> Data provided
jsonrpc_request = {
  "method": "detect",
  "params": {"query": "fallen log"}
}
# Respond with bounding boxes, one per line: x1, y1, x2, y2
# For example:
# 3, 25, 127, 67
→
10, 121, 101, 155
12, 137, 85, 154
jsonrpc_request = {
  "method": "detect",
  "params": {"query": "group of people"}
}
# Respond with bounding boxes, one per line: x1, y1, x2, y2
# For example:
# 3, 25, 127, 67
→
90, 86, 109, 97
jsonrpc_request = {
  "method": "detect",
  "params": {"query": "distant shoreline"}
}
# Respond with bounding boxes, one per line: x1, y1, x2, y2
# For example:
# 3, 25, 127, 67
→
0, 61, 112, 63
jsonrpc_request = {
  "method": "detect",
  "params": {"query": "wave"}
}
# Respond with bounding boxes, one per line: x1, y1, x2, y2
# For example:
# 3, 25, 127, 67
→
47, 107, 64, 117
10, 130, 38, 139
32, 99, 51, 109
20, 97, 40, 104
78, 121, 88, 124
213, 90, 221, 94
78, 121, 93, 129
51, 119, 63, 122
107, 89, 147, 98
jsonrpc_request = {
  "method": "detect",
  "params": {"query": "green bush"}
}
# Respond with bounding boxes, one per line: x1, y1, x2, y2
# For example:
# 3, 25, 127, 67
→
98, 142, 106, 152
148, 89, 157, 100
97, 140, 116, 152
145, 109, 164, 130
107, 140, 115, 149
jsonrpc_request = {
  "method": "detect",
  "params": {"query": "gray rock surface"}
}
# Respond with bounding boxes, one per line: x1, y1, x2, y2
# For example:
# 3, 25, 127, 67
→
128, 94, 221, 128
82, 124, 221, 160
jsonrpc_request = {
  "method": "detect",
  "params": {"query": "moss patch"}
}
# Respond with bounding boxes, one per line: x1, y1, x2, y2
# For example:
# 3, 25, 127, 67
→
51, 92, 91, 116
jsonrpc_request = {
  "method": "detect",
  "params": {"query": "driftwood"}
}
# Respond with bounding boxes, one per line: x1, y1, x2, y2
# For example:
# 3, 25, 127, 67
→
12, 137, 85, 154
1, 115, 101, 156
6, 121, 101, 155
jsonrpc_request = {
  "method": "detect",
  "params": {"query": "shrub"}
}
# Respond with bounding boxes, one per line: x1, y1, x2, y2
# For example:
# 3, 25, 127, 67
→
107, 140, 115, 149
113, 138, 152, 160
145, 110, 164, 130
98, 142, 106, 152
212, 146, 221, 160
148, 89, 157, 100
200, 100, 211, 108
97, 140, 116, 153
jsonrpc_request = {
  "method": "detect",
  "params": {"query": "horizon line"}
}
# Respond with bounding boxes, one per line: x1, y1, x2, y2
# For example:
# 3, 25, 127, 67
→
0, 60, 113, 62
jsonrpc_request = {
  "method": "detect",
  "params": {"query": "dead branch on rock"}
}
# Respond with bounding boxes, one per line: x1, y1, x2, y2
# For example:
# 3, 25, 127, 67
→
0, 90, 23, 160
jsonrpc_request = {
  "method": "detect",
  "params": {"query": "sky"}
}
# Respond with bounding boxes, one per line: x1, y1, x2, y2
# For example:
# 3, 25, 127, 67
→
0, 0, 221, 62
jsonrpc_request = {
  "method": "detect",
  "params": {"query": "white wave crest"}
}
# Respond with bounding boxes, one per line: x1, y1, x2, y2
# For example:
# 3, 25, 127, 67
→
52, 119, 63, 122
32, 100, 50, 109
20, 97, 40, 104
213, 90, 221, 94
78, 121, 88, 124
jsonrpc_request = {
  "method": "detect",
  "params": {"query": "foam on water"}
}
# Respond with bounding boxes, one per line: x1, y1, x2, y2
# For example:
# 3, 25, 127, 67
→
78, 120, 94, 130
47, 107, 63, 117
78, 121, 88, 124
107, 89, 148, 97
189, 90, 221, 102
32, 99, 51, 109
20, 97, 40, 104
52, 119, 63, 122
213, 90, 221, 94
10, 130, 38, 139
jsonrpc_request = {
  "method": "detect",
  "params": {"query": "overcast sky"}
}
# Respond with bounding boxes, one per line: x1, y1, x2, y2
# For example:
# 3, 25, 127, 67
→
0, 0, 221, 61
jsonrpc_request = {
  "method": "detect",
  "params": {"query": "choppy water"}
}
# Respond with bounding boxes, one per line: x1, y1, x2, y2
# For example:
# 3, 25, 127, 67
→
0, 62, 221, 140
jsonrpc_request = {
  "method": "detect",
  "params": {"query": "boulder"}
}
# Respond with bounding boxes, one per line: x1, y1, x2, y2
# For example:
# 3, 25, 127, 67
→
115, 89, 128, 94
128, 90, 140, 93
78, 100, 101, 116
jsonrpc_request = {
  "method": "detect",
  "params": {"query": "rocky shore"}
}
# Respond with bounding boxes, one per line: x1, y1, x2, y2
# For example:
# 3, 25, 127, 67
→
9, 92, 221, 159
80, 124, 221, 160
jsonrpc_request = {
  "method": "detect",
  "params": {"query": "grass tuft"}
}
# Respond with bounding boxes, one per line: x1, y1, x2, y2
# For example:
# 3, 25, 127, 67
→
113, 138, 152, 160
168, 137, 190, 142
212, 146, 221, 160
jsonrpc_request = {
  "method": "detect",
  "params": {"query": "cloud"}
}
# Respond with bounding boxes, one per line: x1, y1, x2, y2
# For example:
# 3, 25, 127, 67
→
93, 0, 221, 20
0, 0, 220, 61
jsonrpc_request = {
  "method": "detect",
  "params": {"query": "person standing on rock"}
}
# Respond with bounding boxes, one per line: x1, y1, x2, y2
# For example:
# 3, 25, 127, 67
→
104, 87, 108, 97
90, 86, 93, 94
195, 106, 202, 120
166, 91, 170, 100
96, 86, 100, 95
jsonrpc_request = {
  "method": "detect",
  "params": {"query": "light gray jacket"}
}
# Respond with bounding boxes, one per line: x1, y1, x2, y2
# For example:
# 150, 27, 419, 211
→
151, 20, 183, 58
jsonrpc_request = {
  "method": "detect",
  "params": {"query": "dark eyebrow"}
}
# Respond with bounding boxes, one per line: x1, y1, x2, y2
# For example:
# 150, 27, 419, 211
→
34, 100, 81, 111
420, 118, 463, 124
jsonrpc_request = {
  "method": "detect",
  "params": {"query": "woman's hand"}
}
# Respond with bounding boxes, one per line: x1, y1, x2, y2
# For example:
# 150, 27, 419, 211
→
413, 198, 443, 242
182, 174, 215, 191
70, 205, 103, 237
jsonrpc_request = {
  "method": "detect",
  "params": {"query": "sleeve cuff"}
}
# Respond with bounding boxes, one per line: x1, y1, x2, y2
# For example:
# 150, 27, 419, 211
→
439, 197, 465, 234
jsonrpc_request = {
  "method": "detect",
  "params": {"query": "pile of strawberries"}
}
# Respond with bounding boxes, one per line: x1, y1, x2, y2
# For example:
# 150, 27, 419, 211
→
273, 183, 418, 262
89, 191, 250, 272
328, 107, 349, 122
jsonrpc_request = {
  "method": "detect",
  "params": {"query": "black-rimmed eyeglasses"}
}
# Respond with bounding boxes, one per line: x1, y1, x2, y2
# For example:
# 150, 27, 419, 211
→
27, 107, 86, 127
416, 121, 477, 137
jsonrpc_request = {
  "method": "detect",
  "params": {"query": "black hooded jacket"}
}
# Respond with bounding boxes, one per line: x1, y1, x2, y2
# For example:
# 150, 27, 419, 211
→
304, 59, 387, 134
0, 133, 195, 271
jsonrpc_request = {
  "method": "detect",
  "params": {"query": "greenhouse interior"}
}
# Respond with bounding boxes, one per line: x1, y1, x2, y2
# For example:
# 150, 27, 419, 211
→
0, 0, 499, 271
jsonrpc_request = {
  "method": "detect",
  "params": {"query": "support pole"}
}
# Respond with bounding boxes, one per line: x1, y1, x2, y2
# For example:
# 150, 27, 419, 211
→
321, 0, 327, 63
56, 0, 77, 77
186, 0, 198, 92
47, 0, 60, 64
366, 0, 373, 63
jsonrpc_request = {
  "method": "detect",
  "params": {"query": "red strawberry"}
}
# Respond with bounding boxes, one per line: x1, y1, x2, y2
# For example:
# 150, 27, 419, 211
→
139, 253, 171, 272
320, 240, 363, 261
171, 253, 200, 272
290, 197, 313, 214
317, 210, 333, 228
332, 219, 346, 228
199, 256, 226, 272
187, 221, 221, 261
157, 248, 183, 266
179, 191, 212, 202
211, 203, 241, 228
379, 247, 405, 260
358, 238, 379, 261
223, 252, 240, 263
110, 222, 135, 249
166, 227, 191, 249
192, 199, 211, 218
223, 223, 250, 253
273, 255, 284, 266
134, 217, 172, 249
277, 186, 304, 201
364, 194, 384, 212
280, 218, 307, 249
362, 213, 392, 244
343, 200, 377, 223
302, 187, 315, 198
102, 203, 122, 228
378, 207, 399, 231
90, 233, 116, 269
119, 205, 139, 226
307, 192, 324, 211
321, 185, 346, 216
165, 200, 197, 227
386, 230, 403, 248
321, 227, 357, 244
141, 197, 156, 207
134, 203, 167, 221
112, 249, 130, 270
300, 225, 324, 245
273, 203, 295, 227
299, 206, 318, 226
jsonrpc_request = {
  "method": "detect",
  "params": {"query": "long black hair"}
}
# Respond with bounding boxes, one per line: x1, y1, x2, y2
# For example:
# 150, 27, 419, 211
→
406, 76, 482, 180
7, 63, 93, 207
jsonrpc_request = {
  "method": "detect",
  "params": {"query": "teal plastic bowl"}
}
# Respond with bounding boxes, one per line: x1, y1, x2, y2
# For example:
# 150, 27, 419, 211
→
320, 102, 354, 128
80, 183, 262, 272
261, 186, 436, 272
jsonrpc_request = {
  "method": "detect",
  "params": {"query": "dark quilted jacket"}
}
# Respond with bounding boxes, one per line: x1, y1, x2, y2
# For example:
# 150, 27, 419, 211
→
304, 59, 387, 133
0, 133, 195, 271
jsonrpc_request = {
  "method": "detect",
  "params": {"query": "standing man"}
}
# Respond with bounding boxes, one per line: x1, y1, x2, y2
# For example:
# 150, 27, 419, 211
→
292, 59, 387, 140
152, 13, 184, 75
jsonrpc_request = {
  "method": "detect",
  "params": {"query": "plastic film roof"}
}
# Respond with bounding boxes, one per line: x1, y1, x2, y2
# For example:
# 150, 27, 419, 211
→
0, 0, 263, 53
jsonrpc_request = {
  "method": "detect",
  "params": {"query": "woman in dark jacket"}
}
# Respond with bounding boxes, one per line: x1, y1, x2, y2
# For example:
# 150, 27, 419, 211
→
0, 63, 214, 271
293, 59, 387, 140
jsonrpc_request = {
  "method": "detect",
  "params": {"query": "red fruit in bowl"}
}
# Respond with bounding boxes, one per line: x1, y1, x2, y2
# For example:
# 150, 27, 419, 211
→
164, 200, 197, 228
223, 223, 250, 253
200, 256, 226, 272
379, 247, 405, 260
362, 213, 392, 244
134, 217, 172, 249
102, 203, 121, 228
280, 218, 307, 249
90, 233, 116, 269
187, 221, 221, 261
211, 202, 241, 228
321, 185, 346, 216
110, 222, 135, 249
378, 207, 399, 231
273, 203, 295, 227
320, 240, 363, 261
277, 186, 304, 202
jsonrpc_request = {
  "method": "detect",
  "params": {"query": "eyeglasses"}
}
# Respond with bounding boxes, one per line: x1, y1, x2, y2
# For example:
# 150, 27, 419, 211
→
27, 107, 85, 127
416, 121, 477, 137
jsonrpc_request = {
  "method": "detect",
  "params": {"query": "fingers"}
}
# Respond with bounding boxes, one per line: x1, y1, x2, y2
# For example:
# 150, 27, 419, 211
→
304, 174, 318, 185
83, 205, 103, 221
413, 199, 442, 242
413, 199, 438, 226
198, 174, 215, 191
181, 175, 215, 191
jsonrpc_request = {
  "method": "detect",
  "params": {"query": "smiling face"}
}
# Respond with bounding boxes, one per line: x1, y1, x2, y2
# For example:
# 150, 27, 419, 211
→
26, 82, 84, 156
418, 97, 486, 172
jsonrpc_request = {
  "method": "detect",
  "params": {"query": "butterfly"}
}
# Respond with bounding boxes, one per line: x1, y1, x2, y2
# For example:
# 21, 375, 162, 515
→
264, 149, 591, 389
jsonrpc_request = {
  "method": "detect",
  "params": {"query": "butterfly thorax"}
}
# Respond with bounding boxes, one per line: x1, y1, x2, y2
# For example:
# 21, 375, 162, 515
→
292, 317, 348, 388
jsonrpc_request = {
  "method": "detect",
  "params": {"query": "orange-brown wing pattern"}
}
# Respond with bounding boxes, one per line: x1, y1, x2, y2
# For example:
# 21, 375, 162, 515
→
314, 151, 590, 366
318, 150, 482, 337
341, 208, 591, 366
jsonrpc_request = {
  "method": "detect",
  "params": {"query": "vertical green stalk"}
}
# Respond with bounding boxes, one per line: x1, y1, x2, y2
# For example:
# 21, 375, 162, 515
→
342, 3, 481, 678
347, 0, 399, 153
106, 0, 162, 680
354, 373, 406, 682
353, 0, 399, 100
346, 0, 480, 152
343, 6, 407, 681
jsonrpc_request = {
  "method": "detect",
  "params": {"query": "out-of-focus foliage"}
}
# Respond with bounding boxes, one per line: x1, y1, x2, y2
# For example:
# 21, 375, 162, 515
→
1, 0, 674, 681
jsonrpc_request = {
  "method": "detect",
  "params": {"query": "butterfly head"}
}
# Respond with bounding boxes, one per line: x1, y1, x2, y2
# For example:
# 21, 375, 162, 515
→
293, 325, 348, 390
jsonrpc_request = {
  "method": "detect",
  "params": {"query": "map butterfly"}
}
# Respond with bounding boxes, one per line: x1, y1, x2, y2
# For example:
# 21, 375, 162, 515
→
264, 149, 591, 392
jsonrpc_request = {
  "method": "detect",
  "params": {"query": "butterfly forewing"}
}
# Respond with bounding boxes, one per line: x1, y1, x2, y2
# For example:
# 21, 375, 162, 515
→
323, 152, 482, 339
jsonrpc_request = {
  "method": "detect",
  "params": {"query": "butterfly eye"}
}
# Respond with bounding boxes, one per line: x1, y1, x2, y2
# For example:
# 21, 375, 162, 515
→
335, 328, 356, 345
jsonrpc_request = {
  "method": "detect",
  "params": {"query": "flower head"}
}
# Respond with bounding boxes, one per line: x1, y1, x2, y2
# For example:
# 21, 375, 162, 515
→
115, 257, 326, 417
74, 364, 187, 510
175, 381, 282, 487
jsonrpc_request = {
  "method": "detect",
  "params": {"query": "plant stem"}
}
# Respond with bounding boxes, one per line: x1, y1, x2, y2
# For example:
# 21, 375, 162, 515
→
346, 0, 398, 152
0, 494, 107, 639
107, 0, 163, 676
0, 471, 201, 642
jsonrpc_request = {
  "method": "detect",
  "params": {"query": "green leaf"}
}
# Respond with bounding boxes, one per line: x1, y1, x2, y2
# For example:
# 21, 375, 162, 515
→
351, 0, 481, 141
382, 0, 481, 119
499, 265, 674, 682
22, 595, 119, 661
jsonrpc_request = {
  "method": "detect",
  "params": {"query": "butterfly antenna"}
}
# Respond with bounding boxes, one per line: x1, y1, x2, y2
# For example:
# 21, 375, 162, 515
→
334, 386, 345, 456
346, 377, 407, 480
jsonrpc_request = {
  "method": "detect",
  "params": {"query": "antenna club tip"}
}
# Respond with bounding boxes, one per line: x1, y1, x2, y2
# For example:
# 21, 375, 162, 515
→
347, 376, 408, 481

> Assigned task
All lines in the records above with "antenna" need to be found and copied.

> Exercise answer
  "params": {"query": "butterfly antenna"}
  "params": {"query": "antenna club tip"}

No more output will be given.